> Given text
.....
Graduating During COVID-19 Takes Dedication and Support

When any teacher working with young children graduates with her/his Associate Degree in Early Childhood Education, it is cause for celebration. But when three teachers at the same child care program accomplish this at the same time, it is even more special. Yvette Garner, Tiffany Grace Pointer and Priscilla Rowell from Excel Christian Academy (ECA) in Alamance County did just that. They didn’t let financial struggles or the impact of COVID-19 stop them from achieving their educational goals. Congratulations!

All three teachers learned about their passion for early childhood at different points in their lives. Tiffany, for example, started teaching when she was quite young. She remembers lining up her stuffed animals, who were her very first students. They all agree that being able to impact the lives of children, seeing them grow and learn, kept them motivated to continue their education and that having the support of their director was critical to their success.

Yvette shared, “My Director, Davina Woods, and the whole staff at ECA encouraged me to go back to school. They were my support team. When I first started working there, everyone was enrolled in school and taking classes whether they were online or face to face. So, I enrolled at Alamance Community College and started off with one class at a time, until I became more comfortable with it. Their support encouraged me to keep moving forward to success.”

Priscilla said, “Mrs. Woods didn’t stop with just hiring me, she also opened my eyes for me to believe in myself and move toward what I knew I should be doing. At 60 years old, I did it and I am very proud of myself. Who knows what the next move will be?”

They also acknowledge the key roles that the T.E.A.C.H. Early Childhood® Scholarship Program and the Child Care WAGE$® Program played in their educational journey.  According to Tiffany, she could not have obtained her degree without the scholarship assistance. “The T.E.A.C.H. scholarship has helped me by paying for my tuition and my books for school. Without them, I do not think I would have been able to get my degree,” said Tiffany.

Priscilla echoed that perspective, “There was a time when my rent was due and I needed to have work done on my car and had to make a choice of which one was more important. They both were and I didn’t know how I was going to make it work. That very day I received a check from T.E.A.C.H. All I can say was what a blessing T.E.A.C.H. was to me while I was in school and then because of me graduating, I was able to get a raise at my job. Thanks T.E.A.C.H!”

All three receive WAGE$ supplements and discuss the importance of this additional compensation. They use the supplements to meet basic needs, to catch up on bills, for car maintenance and to enhance their classrooms. Yvette also pointed out, “WAGE$ was the incentive to encourage me to keep moving forward in my degree, because each bonus I received made up for the hours missed at work.”

When COVID-19 really hit in North Carolina, many students had to make a quick transition from seated to online courses. Yvette was one of those.  She said, “I am excited to say with hard work and dedication, I was able to complete all of my classes and earned my degree.”

Priscilla completed her coursework in December, just prior to these changes. But COVID-19 took away her ability to celebrate like she had planned.  She shared, “If I had known Mrs. Corona was around the corner and was going to stop graduation, I would have celebrated in December. This lady was looking forward and was very proud to strut her stuff across the stage.”

CCSA’s WAGE$ and T.E.A.C.H. are also very proud of Yvette, Tiffany and Priscilla. We celebrate them and all the teachers who persevered through these challenging times to complete their coursework. We congratulate them on their success and thank them for the difference they make in the lives of the children and families they serve.
.....
[Saved entries]
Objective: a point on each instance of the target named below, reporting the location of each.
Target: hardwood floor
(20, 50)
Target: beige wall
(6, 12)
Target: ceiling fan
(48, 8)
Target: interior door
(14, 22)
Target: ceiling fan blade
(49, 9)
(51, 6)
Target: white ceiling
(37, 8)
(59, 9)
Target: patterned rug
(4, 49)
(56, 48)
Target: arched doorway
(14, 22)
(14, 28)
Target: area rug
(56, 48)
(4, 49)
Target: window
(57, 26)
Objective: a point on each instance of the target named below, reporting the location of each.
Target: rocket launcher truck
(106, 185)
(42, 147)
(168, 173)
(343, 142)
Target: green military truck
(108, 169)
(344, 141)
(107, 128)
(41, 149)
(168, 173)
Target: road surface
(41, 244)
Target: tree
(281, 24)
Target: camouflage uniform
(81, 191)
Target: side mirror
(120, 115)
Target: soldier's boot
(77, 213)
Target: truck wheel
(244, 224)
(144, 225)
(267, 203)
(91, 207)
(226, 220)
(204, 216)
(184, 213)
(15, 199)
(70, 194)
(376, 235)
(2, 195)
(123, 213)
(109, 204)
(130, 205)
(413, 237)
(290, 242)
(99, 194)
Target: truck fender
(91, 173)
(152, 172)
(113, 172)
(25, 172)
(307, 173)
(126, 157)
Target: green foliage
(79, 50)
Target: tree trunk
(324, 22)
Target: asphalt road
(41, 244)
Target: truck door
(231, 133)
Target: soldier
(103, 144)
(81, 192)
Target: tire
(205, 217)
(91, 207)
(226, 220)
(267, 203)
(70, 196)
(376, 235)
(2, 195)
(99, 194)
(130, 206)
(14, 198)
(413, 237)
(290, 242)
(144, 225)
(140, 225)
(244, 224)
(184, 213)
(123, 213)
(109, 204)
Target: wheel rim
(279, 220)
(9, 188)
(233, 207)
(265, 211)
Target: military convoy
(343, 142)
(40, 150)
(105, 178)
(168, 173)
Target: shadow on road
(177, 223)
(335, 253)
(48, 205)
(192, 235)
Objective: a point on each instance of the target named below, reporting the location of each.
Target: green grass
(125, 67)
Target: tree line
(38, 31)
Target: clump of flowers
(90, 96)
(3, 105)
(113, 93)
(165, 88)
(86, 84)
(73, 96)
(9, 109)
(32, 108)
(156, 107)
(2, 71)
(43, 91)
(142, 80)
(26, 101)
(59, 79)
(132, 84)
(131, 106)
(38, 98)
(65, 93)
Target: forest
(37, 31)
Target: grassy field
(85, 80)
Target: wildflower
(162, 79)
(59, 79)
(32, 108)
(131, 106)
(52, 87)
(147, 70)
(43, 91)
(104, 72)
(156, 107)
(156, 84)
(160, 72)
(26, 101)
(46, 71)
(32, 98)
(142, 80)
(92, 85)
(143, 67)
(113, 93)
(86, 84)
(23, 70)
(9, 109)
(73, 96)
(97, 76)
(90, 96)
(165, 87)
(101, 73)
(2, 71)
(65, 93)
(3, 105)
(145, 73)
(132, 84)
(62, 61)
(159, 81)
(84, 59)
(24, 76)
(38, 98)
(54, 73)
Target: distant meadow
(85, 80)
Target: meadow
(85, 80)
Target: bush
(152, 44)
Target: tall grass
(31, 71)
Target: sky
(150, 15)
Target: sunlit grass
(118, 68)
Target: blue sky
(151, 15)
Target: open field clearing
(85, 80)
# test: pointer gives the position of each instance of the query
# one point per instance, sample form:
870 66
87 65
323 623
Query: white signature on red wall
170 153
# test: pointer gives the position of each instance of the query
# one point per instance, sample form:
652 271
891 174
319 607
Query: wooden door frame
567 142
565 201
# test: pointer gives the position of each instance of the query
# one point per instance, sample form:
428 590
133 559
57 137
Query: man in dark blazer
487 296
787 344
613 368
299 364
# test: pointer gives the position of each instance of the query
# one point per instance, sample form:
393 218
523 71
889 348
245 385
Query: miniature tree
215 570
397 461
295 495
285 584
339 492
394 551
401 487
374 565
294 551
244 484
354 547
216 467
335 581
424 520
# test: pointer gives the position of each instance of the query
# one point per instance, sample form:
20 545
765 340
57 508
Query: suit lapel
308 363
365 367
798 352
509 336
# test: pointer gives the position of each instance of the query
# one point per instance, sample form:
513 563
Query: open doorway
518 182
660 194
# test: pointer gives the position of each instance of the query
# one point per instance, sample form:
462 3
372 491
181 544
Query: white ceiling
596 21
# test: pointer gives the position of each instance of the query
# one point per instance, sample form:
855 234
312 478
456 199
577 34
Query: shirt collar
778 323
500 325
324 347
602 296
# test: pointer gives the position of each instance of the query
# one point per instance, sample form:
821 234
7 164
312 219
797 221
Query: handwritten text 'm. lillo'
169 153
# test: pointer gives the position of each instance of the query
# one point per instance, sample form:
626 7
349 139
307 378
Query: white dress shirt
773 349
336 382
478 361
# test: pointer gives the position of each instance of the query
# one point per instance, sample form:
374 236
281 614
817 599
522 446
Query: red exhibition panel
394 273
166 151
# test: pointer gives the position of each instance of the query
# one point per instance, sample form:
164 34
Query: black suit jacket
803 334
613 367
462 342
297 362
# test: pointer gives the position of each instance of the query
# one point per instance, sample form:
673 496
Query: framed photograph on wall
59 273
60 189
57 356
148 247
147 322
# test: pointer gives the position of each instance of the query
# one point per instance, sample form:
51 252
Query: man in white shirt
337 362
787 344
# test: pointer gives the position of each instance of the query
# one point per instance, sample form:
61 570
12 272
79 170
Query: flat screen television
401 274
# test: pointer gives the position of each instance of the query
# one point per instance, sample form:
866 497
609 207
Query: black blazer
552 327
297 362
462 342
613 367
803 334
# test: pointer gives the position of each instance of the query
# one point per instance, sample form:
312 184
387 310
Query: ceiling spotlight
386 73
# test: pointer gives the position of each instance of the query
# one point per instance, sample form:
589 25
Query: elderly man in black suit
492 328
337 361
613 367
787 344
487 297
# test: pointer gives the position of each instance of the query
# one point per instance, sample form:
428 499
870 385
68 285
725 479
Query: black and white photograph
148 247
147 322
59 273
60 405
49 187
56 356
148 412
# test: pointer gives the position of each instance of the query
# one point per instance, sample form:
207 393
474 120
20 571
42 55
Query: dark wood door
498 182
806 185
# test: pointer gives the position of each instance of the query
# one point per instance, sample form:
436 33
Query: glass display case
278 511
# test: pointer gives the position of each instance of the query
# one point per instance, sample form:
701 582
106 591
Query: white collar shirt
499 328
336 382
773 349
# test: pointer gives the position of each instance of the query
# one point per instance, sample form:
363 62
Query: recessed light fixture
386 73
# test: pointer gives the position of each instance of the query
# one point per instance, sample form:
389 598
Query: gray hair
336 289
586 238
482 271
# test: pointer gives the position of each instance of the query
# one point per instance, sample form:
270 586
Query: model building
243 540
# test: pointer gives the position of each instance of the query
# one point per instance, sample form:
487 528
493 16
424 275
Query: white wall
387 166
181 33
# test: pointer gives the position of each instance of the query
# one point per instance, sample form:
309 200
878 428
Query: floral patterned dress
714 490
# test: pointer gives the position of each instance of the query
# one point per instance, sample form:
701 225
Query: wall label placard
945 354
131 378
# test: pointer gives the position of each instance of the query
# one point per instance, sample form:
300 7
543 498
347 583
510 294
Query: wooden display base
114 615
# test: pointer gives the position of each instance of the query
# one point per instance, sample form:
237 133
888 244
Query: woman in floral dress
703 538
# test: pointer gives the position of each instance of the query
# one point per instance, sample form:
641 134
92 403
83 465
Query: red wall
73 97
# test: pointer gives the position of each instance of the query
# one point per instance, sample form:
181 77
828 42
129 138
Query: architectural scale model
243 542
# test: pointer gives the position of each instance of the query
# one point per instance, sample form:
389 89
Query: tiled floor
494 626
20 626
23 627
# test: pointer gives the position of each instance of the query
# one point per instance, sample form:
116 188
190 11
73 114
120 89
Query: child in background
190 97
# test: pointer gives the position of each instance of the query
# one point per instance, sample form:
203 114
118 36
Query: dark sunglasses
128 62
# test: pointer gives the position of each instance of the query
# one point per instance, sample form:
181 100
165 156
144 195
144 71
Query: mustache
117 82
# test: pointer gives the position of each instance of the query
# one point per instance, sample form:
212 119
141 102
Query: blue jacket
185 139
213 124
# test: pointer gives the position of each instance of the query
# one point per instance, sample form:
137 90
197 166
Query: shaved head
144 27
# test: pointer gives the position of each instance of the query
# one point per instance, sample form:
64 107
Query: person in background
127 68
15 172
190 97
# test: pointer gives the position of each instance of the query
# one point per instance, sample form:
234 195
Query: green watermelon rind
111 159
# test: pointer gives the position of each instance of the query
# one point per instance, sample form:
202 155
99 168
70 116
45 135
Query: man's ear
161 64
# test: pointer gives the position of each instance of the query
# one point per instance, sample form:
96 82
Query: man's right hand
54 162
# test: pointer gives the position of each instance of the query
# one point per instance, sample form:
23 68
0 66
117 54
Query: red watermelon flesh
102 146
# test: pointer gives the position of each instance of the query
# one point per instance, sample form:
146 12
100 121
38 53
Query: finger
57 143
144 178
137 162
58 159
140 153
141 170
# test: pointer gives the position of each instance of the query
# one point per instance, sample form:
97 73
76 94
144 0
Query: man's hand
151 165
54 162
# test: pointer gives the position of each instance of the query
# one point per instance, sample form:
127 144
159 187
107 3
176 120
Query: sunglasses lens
.....
> Problem details
According to the article on graduating during COVID-19, at which college did Yvette enroll?

> Task result
Alamance Community College